> _EXCERPT_:
Air flow: The air flow is determined according to EN 60312 with the measuring chamber according to Version B. In prior art, this air flow is often referred to as volume flow or suction air flow.

Air flow drop, constant air flow: The air flow drop is determined in the framework of suitability for use tests of vacuum cleaners in accordance with EN 60312 (section 2.9 of this standard) with the measuring chamber Version B. Deviating from the Standard, the drop of the air flow is examined by sucking in 400 g DMT8 test dust in 50 g portions, provided that the maximum usable volume of the filter bag (see Section 2.7 of this Standard) lies above 2 l. The three conditions that are according to section 2.9.1.3 of the Standard to lead to termination of the examination are not considered. For volumes below 2 l, the approach according to section 2.9.1.3 is used. This method for measuring the air flow drop, being modified as compared to Standard EN 60312, is in the present description and the present claims referred to as “analogous to EN 60312”.

A constant air flow q is given when the air flow q_c after sucking in the test dust DMT8 is not lower than the air flow q_max with an empty dust container (cyclone vacuum cleaner) or with an empty filter bag (bag vacuum cleaner). The 400 g test dust DMT8 is typically sucked in 50 g portions. The test is performed using aperture 8 (40 mm) EN 60312, section 5.2.8.2 is made reference to for the definition of an aperture. This aperture corresponds to a relatively open floor nozzle. The air flow drop is calculated by using:
Air flow drop [%]=((q_max−q_c)/q_max)×100

• • q_max=maximum air flow with empty dust container
  • q_c=maximum air flow with a partially filled dust container.

> _RECORDED DATA_:
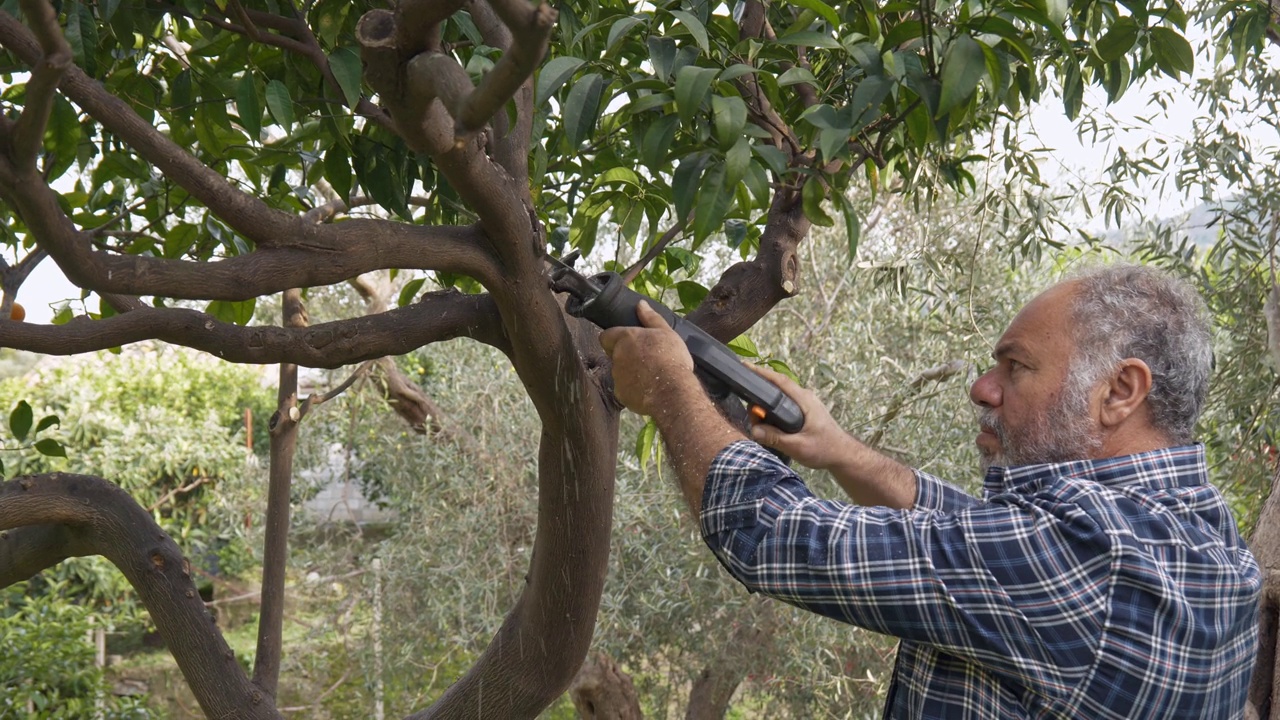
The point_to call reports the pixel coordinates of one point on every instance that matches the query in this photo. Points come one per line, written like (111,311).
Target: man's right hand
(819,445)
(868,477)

...

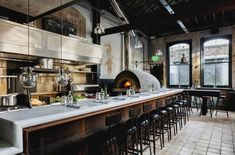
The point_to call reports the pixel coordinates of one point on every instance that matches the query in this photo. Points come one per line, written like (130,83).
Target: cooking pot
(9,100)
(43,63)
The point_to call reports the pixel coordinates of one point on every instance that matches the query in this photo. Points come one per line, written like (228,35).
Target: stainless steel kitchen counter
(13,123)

---

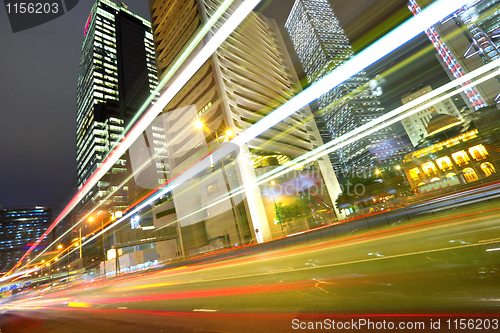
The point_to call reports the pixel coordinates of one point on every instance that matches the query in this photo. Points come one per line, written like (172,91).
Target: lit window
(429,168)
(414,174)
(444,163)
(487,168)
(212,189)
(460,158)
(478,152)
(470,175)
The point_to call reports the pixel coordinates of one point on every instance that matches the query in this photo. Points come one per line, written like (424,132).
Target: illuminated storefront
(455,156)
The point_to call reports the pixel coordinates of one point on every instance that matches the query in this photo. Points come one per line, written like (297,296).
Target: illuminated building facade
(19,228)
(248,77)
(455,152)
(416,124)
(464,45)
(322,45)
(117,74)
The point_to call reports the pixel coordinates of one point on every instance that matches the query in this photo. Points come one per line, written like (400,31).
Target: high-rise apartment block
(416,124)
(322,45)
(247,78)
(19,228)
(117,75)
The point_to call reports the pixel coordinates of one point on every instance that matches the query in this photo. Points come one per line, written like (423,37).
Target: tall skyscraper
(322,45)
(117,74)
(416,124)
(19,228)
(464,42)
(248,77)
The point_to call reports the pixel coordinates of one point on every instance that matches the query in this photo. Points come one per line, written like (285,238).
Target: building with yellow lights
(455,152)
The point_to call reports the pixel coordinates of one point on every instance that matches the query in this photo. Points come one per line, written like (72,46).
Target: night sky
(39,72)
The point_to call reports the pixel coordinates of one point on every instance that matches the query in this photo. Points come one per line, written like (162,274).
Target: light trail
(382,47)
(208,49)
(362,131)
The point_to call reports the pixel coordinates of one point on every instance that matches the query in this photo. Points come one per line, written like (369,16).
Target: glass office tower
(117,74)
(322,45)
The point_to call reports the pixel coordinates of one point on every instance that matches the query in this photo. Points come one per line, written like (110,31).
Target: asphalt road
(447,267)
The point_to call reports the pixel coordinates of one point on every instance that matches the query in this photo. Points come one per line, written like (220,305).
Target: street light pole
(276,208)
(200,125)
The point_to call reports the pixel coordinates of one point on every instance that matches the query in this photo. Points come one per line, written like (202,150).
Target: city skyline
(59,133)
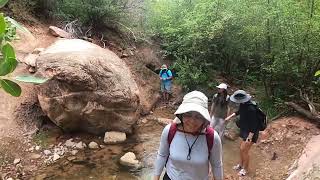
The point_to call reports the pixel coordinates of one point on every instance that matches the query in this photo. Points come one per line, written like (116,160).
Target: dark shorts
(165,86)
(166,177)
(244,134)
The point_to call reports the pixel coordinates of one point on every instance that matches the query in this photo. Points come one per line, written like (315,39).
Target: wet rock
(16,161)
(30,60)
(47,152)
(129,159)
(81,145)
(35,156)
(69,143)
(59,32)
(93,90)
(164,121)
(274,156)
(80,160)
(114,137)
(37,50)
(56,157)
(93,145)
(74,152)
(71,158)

> _WHAT YOU NEED TO DO_:
1) List each section number of EN 60312 that the air flow excerpt cites, naming each one once.
2) Write the next part of the air flow excerpt, starting after its definition of q_c.

> _RESPONSES IN ORDER_:
1) 2.9, 2.7, 2.9.1.3, 5.2.8.2

2)
A substantially constant flow of air in the present description of prior art and the invention does not mean, however, that the air flow remains constant in different work situations, such as vacuuming carpeting or hard floors or vacuuming with accessories nozzles. Due to the different opening area of these nozzles and due to the different degree of reduction in this opening area on different floor coverings, different air flows result depending on the work situation. In relation to EN 60312, this would correspond to the test with different apertures. Where aperture 0 corresponds to the condition of a clogged nozzle Aperture 9 (50 mm) corresponds to nearly unobstructed inflow. Common floor nozzles typically have an operating point in the range of aperture 7 (30 mm) to 8 (40 mm).

Power increase of the fan motor: Power increase of the fan motor is understood to mean an increase in the input power [W]. With a universal motor, power adjustment is done by phase-angle control. With the SR motor (see below), the control voltage of the motor is adjusted.

SR motor: An SR motor is a switched reluctance motor that is characterized by a simple and robust construction and high potential rotational speeds (>100,000 rpm). The torque is generated by the reluctance force.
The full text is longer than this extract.